# [Directive]
Retype the records verbatim, starting at the line that contains "Could you please locate the brown" and continuing through the final line of the records.

# [Data for processing]

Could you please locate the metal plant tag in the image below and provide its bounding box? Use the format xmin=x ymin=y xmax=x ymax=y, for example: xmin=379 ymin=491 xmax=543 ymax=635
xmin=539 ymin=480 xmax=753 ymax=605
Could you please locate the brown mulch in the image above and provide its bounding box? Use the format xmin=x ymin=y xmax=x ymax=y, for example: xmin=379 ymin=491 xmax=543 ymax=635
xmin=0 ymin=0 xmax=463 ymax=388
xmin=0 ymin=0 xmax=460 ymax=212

# [Response to this task]
Could you please locate the brown mulch in the image above and provide its bounding box? Use the format xmin=x ymin=y xmax=x ymax=y, for example: xmin=379 ymin=491 xmax=543 ymax=635
xmin=0 ymin=0 xmax=463 ymax=388
xmin=0 ymin=0 xmax=460 ymax=212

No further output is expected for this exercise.